## Start RECORDS FOR THIS EXERCISE

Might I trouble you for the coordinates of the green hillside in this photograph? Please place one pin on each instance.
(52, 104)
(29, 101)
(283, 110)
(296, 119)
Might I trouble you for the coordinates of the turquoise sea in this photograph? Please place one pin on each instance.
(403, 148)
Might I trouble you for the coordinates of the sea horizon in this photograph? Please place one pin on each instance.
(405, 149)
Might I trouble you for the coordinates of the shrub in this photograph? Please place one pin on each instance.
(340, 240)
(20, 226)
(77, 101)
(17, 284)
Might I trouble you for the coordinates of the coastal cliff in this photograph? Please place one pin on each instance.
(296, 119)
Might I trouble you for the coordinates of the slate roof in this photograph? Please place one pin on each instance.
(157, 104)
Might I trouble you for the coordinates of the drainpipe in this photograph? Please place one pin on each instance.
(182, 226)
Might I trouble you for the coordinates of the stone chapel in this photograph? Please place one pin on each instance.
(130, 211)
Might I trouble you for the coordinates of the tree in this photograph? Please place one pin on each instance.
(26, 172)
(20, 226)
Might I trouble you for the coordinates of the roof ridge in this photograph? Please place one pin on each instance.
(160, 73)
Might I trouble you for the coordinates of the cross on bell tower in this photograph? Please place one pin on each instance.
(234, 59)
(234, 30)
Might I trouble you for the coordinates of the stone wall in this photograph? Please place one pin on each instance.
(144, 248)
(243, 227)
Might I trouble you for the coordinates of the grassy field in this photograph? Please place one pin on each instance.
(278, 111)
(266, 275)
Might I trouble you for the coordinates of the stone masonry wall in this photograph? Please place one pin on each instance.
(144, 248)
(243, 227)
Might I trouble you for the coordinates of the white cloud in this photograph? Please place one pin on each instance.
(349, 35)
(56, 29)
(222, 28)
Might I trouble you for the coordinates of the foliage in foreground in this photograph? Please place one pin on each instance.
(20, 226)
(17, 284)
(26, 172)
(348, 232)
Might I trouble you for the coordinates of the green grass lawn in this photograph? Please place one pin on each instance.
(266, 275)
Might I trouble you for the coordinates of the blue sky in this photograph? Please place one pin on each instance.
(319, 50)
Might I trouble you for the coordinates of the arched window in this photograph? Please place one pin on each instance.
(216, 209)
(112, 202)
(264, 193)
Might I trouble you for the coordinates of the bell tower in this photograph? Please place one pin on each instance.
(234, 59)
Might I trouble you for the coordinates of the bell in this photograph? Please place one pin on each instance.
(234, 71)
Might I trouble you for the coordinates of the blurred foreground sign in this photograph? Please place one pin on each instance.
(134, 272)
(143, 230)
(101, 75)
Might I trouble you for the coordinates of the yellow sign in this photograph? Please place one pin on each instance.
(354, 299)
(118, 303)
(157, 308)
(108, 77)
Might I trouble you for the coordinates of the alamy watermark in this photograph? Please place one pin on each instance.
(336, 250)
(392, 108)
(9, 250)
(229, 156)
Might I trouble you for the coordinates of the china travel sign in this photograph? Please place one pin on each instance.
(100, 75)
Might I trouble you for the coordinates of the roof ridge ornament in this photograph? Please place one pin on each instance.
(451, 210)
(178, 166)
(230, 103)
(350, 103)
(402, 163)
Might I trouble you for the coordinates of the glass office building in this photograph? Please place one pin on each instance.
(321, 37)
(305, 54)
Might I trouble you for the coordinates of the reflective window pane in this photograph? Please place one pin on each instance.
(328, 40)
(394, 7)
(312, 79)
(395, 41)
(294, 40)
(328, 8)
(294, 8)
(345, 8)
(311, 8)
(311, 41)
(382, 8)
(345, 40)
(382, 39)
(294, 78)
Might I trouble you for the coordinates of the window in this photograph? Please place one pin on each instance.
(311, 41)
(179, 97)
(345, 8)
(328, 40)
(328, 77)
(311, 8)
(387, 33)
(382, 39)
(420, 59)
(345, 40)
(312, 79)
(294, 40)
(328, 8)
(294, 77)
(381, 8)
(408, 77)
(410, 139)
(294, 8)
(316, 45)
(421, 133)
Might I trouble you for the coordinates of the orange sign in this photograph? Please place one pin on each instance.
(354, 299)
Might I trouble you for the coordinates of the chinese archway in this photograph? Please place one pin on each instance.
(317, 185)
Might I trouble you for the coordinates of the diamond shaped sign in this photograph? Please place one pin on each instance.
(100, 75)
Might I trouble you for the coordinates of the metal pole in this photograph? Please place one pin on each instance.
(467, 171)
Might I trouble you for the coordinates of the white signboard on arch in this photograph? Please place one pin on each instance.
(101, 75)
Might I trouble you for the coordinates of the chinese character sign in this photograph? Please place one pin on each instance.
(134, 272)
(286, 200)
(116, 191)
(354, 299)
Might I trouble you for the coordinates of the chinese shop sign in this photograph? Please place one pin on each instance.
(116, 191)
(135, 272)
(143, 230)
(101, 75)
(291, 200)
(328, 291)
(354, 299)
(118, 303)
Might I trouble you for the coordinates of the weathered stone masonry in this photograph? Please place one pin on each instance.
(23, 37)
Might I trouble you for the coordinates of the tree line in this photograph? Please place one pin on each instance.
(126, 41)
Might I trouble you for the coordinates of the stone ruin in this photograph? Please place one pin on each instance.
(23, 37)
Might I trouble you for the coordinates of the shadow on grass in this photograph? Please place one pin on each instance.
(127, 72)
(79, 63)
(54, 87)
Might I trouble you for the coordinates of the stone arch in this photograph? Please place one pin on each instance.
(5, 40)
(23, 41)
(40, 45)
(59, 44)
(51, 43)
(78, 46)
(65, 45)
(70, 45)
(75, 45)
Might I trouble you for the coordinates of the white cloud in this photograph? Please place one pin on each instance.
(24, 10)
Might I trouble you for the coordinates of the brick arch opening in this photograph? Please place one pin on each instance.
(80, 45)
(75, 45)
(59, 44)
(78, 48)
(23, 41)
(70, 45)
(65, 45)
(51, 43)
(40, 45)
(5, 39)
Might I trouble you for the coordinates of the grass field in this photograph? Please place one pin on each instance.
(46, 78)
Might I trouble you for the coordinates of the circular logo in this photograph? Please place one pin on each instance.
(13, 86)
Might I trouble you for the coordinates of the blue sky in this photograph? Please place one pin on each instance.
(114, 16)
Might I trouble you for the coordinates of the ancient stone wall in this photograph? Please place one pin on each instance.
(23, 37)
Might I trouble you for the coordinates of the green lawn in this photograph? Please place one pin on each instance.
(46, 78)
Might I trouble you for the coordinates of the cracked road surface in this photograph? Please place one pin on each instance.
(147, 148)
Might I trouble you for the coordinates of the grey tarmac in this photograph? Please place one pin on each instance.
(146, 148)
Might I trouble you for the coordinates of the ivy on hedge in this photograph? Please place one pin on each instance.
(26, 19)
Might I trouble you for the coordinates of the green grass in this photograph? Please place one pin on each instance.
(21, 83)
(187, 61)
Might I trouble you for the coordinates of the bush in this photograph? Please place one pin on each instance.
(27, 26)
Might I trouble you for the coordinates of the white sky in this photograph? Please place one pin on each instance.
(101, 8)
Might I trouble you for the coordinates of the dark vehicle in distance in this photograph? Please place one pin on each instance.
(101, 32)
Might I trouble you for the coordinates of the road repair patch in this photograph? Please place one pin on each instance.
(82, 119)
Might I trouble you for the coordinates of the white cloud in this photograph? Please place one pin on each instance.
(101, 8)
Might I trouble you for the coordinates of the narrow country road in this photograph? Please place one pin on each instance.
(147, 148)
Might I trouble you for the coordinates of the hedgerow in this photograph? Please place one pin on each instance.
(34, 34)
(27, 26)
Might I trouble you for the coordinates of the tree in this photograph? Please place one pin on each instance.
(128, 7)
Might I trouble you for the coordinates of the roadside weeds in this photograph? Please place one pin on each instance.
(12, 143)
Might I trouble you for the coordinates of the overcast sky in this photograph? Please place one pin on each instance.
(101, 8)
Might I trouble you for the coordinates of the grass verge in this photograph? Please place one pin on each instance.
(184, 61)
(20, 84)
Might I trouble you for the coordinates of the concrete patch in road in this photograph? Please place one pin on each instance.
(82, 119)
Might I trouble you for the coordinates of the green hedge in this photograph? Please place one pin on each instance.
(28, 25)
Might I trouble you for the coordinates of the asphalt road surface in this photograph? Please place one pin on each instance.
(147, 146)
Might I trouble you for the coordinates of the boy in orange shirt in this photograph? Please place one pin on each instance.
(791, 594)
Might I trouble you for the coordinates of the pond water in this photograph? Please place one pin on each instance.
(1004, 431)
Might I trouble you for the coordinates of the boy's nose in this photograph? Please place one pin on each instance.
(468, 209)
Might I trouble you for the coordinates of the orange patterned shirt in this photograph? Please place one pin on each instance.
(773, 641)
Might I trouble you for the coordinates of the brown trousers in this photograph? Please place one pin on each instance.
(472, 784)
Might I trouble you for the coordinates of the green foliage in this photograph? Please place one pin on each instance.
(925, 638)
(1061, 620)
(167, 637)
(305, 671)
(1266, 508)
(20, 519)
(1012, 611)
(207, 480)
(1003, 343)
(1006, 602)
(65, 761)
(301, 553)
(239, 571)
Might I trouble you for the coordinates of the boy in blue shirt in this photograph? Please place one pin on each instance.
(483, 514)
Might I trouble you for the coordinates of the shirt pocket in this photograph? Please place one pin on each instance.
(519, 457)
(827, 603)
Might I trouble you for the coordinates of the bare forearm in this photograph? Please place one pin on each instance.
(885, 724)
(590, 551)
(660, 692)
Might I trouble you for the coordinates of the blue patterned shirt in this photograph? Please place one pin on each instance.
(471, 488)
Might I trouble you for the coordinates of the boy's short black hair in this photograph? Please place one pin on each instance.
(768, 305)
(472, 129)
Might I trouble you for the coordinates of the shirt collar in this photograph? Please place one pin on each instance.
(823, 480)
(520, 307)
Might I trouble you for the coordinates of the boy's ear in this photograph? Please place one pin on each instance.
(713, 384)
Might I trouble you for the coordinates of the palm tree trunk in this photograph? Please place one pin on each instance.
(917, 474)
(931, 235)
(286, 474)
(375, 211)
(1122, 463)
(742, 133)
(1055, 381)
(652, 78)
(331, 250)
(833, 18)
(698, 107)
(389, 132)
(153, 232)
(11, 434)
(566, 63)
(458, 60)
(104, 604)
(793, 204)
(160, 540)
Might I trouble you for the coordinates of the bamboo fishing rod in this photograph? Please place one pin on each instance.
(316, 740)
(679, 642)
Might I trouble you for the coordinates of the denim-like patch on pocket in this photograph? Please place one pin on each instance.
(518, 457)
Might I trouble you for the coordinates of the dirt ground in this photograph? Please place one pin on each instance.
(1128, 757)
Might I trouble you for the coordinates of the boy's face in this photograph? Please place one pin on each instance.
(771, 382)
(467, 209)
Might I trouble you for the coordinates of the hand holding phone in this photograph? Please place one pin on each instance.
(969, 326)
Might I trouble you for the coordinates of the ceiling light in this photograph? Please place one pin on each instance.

## End RECORDS FOR THIS EXERCISE

EXERCISE BRIEF: Starting at the line that contains "Might I trouble you for the coordinates of the denim-like" and ending with the final line of the records, rewrite those lines with "dirt ground" swapped for "sandy ground". Leave everything else unchanged.

WORKED ANSWER:
Might I trouble you for the coordinates of the denim-like patch on pocket in this photograph? Please place one pin on each instance.
(518, 457)
Might I trouble you for the coordinates of the sandy ground in this photograph? Please place one pin on each instance.
(1128, 757)
Might I trouble you for the coordinates of the boy's face in this photograph? Please place one pin on each instance.
(771, 382)
(467, 209)
Might I trouble you for the coordinates of the hand holding phone in this photograph? Please place one pin on each instance.
(969, 326)
Might I trouble you for the coordinates of the ceiling light in this photograph? Please place one pin on each instance.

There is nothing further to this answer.